Source document:
----------
There were times people would meet me and say: “Adesina? Ah, you resemble Buhari’s media man.” At times, I own up, some other times, I duck. It’s better to leave them wondering. I was silent about our relationship for the better part of the administration because I really wasn’t interested in the hassle that came with it. The good times opened us up to opportunities we might not have had without the position. Thank God for it all. The bad and ugly were people saying all sorts of rubbish about my dad and not being able to trust anyone. In the beginning, it worried me. But later, the Holy Spirit helped me overcome it all.
Dad really loves Buhari. No doubt about that. He would defend him anywhere, any time and on any issue. At home when gisting with the family, you could feel his loyalty and love for his boss. He speaks well of him everywhere. In and out of office, Dad is a Buharist to the core.

I studied French at the University of Ibadan. Lived in France at different times, did my NYSC as a reporter and presenter with Channels Television. I was given a job after, which I held for about a year. Now, I have a media and publishing company called LOTW Group (Living Out The Word) which holds LOTW Network, LOTW Kids, LOTW Studios, LOTW Publishing, Shop LOTW and LOTW Travel. The focus is really to put God at the centre stage of our lives, because He tells me He doesn’t like it when people seem to remember Him only on Sundays. So He wants to be a part of our lives even on Mondays to Saturdays and I’m the one He is giving the responsibility to. He said: “Tosin, I want you to put me in the centre of people’s lives.” Well, His wish is my command.

I also run a French language agency and resource centre called Ma Petite France. M.P.F teaches French to kids and adults and provides French learning resources to schools.

Once upon a time, I wanted to be a journalist like Dad and I did in fact venture into it for a while. I won’t say I’m completely out because I’m still in media and publishing.

My life’s goal and focus is to influence people to know God and do life with Him. Every other thing I do is a means to that end. I have been blessed by God tremendously. He allowed me to be born into the home of Femi and Nike Adesina where I was taught about Him, shielded, cared and provided for. Dad is a responsible father, he is present. I can call him at any time and share any idea or plan I have with him. I can talk to him about work, men, life, God, anything. I have been blessed with a father not a lot of people get to have on this earth and I am proud of him regardless of people’s opinion about him—good or bad.

Every young lady aspires to matrimony. So do I, and it’s coming soon. My mom and dad are probably the happiest about it. Mom can’t wait for me to leave her house so she can finally fill my wardrobe with all of her extra clothes. (LOL)

We laugh a lot. Just as my dad is famous for his tendency to laugh often. While we were all in Ipetumodu for holidays, a friend to my dad’s sister came for the weekend. When she was leaving, she remarked: “It’s been an experience being with the Adesinas this weekend. They laugh as if they have no care in the world.” That in a nutshell is my story.
----------
Items from a dataset

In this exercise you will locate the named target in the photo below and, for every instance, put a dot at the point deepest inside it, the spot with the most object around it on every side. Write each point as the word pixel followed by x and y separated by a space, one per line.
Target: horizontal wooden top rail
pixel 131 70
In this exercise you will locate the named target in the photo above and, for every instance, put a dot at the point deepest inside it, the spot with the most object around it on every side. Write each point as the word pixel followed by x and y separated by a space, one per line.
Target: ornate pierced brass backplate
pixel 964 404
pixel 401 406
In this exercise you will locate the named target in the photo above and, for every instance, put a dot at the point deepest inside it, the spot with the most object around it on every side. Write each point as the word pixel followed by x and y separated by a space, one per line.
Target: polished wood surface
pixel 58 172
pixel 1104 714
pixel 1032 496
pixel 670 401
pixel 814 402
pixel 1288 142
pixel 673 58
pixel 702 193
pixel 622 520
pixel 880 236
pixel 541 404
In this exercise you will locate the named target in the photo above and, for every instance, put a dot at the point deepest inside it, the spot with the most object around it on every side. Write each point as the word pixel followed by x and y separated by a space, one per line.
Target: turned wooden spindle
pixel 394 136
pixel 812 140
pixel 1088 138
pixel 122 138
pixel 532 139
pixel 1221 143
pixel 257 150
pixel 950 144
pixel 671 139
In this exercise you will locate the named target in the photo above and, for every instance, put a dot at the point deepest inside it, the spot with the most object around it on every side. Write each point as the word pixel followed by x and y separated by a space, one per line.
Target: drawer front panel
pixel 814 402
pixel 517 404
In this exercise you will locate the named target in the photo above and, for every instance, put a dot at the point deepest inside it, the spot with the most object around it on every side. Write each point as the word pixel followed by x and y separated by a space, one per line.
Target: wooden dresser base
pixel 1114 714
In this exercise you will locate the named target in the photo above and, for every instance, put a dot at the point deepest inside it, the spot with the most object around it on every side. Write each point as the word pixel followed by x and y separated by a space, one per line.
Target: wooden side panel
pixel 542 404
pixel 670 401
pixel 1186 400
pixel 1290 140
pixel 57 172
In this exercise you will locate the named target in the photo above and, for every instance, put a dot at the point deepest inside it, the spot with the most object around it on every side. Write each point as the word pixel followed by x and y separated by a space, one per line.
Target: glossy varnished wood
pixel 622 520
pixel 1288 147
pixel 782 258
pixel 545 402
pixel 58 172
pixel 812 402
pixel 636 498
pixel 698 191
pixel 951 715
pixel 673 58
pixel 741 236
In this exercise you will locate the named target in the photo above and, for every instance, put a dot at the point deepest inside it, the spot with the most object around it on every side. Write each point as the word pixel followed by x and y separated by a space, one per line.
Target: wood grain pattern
----------
Objective:
According to the account, at which university did the writer study French? Answer from the account alone.

Solution for this exercise:
The University of Ibadan.